**Task to complete**
Reproduce every one of the following entries verbatim, character for character.
§ §
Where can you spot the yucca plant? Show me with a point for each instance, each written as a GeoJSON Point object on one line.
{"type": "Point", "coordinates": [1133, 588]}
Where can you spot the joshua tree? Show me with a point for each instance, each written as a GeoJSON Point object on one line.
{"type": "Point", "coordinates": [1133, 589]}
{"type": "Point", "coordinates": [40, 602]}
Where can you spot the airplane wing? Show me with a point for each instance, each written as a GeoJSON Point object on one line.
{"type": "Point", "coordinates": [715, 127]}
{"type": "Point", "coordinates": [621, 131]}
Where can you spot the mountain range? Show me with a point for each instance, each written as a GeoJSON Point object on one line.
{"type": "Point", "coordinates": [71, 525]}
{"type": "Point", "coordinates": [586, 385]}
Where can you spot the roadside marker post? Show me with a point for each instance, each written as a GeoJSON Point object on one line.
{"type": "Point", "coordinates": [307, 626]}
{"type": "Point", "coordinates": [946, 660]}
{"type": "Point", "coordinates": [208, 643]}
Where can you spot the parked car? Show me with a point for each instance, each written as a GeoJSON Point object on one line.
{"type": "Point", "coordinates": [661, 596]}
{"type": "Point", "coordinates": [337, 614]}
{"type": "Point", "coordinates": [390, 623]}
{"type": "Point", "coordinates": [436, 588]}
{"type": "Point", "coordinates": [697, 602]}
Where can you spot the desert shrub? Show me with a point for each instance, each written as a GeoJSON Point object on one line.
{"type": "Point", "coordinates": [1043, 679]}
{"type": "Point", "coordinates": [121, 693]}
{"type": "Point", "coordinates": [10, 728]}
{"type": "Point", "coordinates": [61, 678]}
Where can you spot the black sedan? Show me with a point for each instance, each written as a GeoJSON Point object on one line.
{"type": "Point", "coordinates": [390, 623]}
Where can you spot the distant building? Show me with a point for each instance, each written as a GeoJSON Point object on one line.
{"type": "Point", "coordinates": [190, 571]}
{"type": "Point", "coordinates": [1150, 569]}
§ §
**In response**
Where can you spot the yucca plant? Show me with a point for each instance, each written as a GeoJSON Point object on one line.
{"type": "Point", "coordinates": [1133, 588]}
Where can you spot the joshua tree? Show me with a point for each instance, each written as a GeoJSON Point object on one line.
{"type": "Point", "coordinates": [1133, 589]}
{"type": "Point", "coordinates": [40, 602]}
Where can you spot the airplane wing? Show me with a point for each instance, each written as a GeoJSON Point object on one line.
{"type": "Point", "coordinates": [715, 127]}
{"type": "Point", "coordinates": [621, 131]}
Where can you spot the mountain range? Show me with a point for each instance, each written as a GeoJSON Point object on one line.
{"type": "Point", "coordinates": [71, 525]}
{"type": "Point", "coordinates": [586, 385]}
Where can you spot the roadside marker post? Show me with a point for each instance, each written as a GeoJSON Point object on one line.
{"type": "Point", "coordinates": [307, 626]}
{"type": "Point", "coordinates": [946, 660]}
{"type": "Point", "coordinates": [208, 643]}
Where can you spot the parked car? Show me with a point for each instance, each written as a GeoJSON Point object on one line.
{"type": "Point", "coordinates": [661, 596]}
{"type": "Point", "coordinates": [337, 614]}
{"type": "Point", "coordinates": [390, 623]}
{"type": "Point", "coordinates": [436, 588]}
{"type": "Point", "coordinates": [697, 602]}
Where can you spot the desert shrub? Show me with a point for each instance, each written as a GeoJSON Point object on one line.
{"type": "Point", "coordinates": [1043, 679]}
{"type": "Point", "coordinates": [121, 693]}
{"type": "Point", "coordinates": [10, 728]}
{"type": "Point", "coordinates": [61, 678]}
Where can you spot the black sedan? Show me with a point for each instance, each written as a GeoJSON Point object on one line.
{"type": "Point", "coordinates": [390, 623]}
Where can you spot the distant building? Show me with a point for each instance, each written as a GeoJSON Point object on one line.
{"type": "Point", "coordinates": [190, 571]}
{"type": "Point", "coordinates": [1150, 569]}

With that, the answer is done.